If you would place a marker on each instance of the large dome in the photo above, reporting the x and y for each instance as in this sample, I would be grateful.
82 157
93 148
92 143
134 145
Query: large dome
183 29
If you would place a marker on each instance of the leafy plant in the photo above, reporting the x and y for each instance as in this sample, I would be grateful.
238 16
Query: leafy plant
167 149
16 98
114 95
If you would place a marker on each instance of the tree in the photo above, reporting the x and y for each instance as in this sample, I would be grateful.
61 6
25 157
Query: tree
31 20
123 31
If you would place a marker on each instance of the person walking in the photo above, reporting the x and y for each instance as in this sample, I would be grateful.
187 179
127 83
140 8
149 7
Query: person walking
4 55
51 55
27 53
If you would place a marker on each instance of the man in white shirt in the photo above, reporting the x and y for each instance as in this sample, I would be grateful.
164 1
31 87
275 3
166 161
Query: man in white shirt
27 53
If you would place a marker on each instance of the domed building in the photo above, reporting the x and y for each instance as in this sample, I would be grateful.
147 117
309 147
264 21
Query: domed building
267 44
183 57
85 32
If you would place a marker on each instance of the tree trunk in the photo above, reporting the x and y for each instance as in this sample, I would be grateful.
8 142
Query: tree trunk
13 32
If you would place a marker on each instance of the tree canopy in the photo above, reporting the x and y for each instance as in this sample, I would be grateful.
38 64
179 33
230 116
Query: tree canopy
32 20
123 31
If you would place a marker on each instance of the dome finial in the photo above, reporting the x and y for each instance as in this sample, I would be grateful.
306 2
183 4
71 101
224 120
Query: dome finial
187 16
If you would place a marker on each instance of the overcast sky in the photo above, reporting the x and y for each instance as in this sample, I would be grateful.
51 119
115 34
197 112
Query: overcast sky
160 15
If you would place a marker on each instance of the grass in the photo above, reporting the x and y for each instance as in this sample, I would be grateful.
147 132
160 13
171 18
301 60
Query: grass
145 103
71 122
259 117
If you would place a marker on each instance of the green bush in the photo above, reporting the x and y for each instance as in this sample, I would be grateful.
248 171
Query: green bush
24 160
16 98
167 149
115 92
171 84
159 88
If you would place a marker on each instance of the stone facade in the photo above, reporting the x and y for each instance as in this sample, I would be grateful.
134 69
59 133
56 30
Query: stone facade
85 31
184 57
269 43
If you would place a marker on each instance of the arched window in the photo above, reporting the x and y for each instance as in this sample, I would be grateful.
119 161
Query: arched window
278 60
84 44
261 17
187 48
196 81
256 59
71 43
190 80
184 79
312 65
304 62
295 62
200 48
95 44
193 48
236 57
- - - - - - -
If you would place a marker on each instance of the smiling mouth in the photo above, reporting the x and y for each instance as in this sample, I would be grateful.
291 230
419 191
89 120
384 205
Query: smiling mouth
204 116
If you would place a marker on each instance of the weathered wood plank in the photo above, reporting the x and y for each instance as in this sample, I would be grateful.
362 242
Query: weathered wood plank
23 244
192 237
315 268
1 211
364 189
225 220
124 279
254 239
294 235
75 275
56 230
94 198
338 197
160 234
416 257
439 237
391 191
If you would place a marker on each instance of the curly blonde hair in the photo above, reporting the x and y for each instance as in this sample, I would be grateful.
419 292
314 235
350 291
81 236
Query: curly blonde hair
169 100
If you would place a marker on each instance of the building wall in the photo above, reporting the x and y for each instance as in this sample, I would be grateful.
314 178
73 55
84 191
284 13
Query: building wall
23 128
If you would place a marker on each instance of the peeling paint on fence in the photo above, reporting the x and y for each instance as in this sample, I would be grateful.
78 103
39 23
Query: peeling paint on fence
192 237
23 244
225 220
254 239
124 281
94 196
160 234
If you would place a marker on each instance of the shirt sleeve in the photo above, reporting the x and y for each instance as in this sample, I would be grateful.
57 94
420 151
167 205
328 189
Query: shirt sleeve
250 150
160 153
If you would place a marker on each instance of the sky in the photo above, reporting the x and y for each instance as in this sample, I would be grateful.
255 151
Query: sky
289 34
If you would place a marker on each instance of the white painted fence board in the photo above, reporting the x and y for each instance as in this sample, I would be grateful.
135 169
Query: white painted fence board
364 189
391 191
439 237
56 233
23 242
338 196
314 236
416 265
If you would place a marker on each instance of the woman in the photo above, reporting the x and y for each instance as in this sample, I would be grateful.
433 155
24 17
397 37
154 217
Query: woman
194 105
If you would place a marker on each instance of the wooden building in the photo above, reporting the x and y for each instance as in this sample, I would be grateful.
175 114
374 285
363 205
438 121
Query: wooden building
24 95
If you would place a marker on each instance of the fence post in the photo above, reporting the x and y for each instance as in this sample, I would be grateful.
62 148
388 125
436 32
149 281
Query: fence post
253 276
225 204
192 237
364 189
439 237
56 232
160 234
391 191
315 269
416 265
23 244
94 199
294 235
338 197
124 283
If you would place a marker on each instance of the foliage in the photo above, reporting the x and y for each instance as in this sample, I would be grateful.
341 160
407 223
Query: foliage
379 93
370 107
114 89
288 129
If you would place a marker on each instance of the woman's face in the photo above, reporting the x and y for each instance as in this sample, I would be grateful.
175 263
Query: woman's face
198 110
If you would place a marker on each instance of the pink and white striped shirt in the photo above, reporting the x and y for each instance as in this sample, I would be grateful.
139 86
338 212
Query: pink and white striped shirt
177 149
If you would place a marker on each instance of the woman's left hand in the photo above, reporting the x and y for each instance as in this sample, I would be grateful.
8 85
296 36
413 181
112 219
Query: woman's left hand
- - - - - - -
Pick out every line in the entries above that contains the word "wall" and copy each of those lines.

If you would place a marker on each instance of the building wall in the photo above, reporting the x and y for each instance as in this sample, I would be grateful.
Query: building wall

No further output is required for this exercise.